§ **Task statement**: The whole listing should be retyped exactly as it appears.

§ **Data excerpts**:
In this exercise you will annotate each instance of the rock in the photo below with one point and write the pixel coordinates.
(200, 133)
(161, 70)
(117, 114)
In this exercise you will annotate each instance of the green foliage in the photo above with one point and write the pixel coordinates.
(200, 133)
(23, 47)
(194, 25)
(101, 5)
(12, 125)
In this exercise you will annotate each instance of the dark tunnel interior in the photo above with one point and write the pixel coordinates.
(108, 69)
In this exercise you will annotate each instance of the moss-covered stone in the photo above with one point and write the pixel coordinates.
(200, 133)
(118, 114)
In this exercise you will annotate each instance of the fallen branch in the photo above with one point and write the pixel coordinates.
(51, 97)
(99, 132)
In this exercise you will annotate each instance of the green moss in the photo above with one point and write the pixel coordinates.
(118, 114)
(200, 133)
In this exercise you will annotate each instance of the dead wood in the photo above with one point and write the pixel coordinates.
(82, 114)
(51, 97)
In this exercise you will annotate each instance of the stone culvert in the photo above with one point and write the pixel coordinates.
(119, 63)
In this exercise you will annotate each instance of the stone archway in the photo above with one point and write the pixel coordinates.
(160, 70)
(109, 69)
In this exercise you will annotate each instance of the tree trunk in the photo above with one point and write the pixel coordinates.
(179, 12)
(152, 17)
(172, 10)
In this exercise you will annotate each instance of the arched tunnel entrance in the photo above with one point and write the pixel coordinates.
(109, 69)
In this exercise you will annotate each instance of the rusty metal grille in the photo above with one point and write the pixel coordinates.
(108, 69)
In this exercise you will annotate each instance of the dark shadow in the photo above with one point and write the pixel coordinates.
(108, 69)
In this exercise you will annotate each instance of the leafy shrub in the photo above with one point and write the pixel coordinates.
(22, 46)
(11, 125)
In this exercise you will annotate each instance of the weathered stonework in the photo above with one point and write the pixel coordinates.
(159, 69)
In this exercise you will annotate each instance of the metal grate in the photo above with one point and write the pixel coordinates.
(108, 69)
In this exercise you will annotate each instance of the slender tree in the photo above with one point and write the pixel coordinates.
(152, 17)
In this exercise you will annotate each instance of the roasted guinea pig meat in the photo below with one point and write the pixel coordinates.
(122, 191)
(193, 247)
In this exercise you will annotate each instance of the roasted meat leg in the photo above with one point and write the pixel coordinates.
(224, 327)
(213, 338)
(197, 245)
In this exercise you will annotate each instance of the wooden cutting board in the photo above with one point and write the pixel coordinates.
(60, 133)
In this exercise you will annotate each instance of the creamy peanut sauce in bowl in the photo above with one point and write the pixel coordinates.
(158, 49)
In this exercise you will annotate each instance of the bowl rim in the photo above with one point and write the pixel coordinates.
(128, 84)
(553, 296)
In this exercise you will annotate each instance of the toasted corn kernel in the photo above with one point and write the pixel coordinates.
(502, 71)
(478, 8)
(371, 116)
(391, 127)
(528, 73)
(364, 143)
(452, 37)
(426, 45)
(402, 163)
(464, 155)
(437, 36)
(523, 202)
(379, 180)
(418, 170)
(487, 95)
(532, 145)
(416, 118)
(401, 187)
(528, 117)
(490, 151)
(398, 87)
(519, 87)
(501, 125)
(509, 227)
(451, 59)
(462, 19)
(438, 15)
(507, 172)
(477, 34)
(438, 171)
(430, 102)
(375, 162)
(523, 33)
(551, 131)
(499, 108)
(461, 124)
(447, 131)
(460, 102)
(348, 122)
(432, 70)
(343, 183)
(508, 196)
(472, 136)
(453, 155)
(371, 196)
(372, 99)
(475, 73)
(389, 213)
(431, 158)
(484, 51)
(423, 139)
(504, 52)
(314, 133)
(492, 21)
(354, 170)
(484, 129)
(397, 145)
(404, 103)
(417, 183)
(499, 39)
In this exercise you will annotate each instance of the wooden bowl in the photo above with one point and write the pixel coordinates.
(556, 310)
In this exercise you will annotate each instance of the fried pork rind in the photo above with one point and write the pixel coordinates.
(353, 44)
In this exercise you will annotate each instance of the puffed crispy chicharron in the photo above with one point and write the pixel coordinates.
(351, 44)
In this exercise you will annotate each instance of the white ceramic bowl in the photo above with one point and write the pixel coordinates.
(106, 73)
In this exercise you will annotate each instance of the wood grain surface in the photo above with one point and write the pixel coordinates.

§ **Solution to this problem**:
In this exercise you will annotate each instance of the rock in the photo below with one point and write the pixel coordinates.
(200, 133)
(161, 70)
(117, 114)
In this exercise you will annotate each instance of the green foliage in the photo above with one point and write the pixel coordinates.
(200, 133)
(23, 47)
(194, 25)
(101, 5)
(12, 125)
In this exercise you will annotate each instance of the dark tunnel interior in the photo above with one point and write the pixel coordinates.
(108, 69)
In this exercise you will annotate each instance of the moss-covered stone in the photo above with one point and write the pixel coordinates.
(200, 133)
(118, 114)
In this exercise you will annotate each instance of the fallen branch in the photo above with one point and write the pixel coordinates.
(51, 97)
(99, 132)
In this exercise you will annotate each instance of the green moss in the photo above with one point and write the pixel coordinates.
(118, 114)
(200, 133)
In this exercise you will annotate each instance of the dead wood in the photo above with one point and write the pixel coordinates.
(82, 114)
(51, 97)
In this exercise you will annotate each instance of the stone culvert in the photo above with one point and write the pixel coordinates.
(119, 63)
In this exercise you will annotate each instance of the stone archway in the photo above with one point and write the pixel coordinates.
(160, 70)
(109, 69)
In this exercise you will annotate each instance of the tree trunk in the photo above with one point and write the pixel coordinates.
(179, 12)
(152, 17)
(172, 10)
In this exercise you will annotate each instance of the arched tunnel entrance in the photo above with one point and write the pixel coordinates.
(109, 69)
In this exercise you will annotate each instance of the rusty metal grille in the photo above with one point and write the pixel coordinates.
(108, 69)
In this exercise you will annotate each instance of the dark shadow in the photo above with one point and write the pixel coordinates.
(108, 69)
In this exercise you will annotate each instance of the leafy shrub in the photo above with one point and write the pixel coordinates.
(22, 46)
(11, 125)
In this exercise you will annotate each instance of the weathered stonework in the photo above with one point and write the pixel coordinates.
(159, 69)
In this exercise you will annotate each instance of the metal grate in the photo above with one point and write the pixel coordinates.
(108, 69)
In this exercise you will annotate each instance of the slender tree in the photo above with one point and write the pixel coordinates.
(152, 17)
In this exercise you will annotate each instance of the roasted guinea pig meat in the photo below with one point and write the pixel coordinates.
(122, 191)
(193, 247)
In this exercise you will annotate each instance of the roasted meat leg in the photo above with one point and write the pixel coordinates.
(224, 327)
(213, 338)
(197, 245)
In this exercise you will annotate each instance of the wooden cutting board in the photo above with one point and write the pixel coordinates.
(60, 133)
In this exercise you will annotate each instance of the creamy peanut sauce in bowl in the photo above with one point and write the pixel coordinates.
(158, 49)
In this exercise you will annotate each instance of the bowl rim in the photo above with one point and write the pixel coordinates.
(128, 84)
(553, 296)
In this exercise you will annotate each instance of the toasted corn kernel in the photo above with one point and write the pixel coordinates.
(502, 71)
(478, 8)
(371, 116)
(391, 127)
(528, 73)
(364, 143)
(452, 37)
(426, 45)
(402, 163)
(464, 155)
(437, 36)
(523, 202)
(379, 180)
(418, 170)
(487, 95)
(532, 145)
(416, 118)
(401, 187)
(528, 117)
(490, 151)
(398, 87)
(519, 87)
(501, 125)
(509, 227)
(451, 59)
(462, 19)
(438, 15)
(507, 172)
(477, 34)
(438, 171)
(430, 102)
(375, 162)
(523, 33)
(551, 131)
(499, 108)
(461, 124)
(447, 131)
(460, 102)
(348, 122)
(432, 70)
(343, 183)
(508, 196)
(472, 136)
(453, 155)
(371, 196)
(372, 99)
(475, 73)
(389, 213)
(431, 158)
(484, 51)
(423, 139)
(504, 52)
(314, 133)
(492, 21)
(354, 170)
(484, 129)
(397, 145)
(404, 103)
(417, 183)
(499, 39)
In this exercise you will annotate each instance of the wooden bowl in the photo above with one point and write the pixel coordinates.
(556, 310)
In this exercise you will annotate each instance of the fried pork rind in the photo above with one point and write the pixel coordinates.
(353, 44)
In this exercise you will annotate each instance of the puffed crispy chicharron in the photo above with one point and write the pixel coordinates.
(351, 44)
In this exercise you will annotate each instance of the white ceramic bowl in the photo above with one point and write the pixel coordinates.
(106, 73)
In this exercise you will annotate each instance of the wood grain surface in the photo above with one point and write the pixel coordinates.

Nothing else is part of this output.